Are there any other better approaches?
Thanks!
here's how we did it (in ASP.net), pretty much along the lines of what you've mentioned:
1) Created two javascript files: one which defines all javascript functions/DOM manipulations as required by the site, and, second called Messages.js: this defines all the string literals that need to be localized, something like var ALERT_MSG = "Alert message in english".
2) Created different version of the Messages.js, one for each locale that we are supporting and localized the strings. The localized js files were named using messages.locale.js naming convention (for eg. messages.fr-FR.js).
3) Included the js files within the "ScriptManager" and provided the ResourceUICultures for the Messages.js file: this ensures that the correct localized file is embedded in the html output (if you are not using ASP.net you can build this basic functionality by doing some culture sniffing and including the appropriate js file).
4) Voila!
Your approach makes sense. Details:
I'd have the strings for each language in an object.
localized={"cat":"chat","dog":"chien"};
Then in code:
localized["cat"]
The quotations around of the keys and the array notation (rather than the more common object dot notation) are to avoid collisions with JavaScript reserved words.
There is a gettext library but I haven't used it.
Your approach sounds good enough.
If you have lots of strings and you are concerned about the bulkiness of the file you may want to consider a script that creates a single javascript file for each language by concatenating the code javascript and the locale javascript and then applying something like Minify.
You'll waste some CPU cycles on publishing but you'll save some round trips...
There's a library for localizing JavaScript applications: https://github.com/wikimedia/jquery.i18n
The strings are stored in JSON files, as pretty much everybody else suggests, but it has a few more features:
It can do parameter replacement, supports gender (clever he/she handling), number (clever plural handling, including languages that have more than one plural form), and custom grammar rules that some languages need.
The only requirement is jQuery.

Entries from a dataset

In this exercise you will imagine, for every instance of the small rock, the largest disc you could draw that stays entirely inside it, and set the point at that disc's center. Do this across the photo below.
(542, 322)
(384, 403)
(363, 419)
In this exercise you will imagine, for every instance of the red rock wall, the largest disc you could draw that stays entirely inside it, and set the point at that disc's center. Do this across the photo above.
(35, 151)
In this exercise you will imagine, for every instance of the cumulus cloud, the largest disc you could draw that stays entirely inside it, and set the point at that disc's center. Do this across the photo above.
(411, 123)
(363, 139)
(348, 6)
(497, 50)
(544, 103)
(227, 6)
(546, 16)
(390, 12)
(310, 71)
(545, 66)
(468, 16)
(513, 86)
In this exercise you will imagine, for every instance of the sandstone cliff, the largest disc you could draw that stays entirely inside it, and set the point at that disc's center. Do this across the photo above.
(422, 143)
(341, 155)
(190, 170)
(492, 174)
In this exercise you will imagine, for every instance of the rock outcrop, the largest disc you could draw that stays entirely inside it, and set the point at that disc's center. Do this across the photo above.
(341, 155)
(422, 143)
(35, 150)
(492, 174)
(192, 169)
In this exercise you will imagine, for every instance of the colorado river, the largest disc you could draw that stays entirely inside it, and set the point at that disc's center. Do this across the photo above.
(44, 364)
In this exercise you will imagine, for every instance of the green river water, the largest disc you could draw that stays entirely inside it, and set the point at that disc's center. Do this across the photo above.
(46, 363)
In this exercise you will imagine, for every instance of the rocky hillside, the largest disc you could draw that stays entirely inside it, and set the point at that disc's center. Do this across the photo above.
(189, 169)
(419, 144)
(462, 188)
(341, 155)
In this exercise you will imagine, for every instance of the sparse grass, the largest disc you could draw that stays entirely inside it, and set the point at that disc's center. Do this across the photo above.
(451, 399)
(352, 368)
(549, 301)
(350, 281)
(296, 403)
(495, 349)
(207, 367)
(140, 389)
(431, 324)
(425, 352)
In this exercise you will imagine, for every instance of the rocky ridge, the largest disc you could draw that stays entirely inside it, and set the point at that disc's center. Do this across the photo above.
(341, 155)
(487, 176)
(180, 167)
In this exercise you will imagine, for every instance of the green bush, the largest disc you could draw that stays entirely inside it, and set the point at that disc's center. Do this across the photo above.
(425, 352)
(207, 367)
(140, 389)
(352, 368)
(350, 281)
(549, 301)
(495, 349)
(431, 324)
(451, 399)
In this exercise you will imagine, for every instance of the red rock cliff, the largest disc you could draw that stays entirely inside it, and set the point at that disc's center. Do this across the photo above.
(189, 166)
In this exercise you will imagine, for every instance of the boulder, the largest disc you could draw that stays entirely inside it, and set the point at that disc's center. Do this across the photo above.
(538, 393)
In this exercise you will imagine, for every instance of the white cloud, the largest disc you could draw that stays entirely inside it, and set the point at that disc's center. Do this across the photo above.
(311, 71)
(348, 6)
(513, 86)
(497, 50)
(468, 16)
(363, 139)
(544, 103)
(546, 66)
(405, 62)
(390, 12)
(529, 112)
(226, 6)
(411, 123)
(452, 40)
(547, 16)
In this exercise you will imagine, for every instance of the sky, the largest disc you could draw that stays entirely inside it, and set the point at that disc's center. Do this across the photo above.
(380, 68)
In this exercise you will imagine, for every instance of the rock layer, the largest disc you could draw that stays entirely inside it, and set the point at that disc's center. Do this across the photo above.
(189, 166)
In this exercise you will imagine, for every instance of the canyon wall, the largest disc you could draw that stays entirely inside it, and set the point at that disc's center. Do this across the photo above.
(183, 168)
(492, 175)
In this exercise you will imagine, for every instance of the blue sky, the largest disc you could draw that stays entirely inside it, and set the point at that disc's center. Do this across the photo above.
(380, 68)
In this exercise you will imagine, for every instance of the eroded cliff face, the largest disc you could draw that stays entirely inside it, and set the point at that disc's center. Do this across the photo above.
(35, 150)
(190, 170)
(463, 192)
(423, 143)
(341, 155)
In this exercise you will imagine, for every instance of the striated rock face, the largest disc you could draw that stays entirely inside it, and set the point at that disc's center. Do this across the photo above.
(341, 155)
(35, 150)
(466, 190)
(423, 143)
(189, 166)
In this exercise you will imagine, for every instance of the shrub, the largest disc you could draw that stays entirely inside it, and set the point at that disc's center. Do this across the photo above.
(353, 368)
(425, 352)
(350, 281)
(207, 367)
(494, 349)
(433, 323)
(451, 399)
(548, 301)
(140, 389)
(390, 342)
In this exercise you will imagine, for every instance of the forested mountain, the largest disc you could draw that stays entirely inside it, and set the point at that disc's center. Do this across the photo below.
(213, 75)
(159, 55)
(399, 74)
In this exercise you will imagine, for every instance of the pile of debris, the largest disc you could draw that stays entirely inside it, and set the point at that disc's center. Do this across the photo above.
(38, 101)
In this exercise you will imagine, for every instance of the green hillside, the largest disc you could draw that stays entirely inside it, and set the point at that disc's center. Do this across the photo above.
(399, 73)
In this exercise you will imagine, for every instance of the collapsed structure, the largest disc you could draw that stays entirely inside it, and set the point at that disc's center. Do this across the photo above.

• Short task 1
In the thread on JavaScript localization, what is the only requirement of the jquery.i18n library?
• Short task 2
Please rewrite the part of the records that starts with the line containing "of the pile" and runs through the end of the records, changing "disc" to "circle".

• Task response 1
jQuery.

• Task response 2
In this exercise you will imagine, for every instance of the pile of debris, the largest circle you could draw that stays entirely inside it, and set the point at that circle's center. Do this across the photo above.
(38, 101)
In this exercise you will imagine, for every instance of the green hillside, the largest circle you could draw that stays entirely inside it, and set the point at that circle's center. Do this across the photo above.
(399, 73)
In this exercise you will imagine, for every instance of the collapsed structure, the largest circle you could draw that stays entirely inside it, and set the point at that circle's center. Do this across the photo above.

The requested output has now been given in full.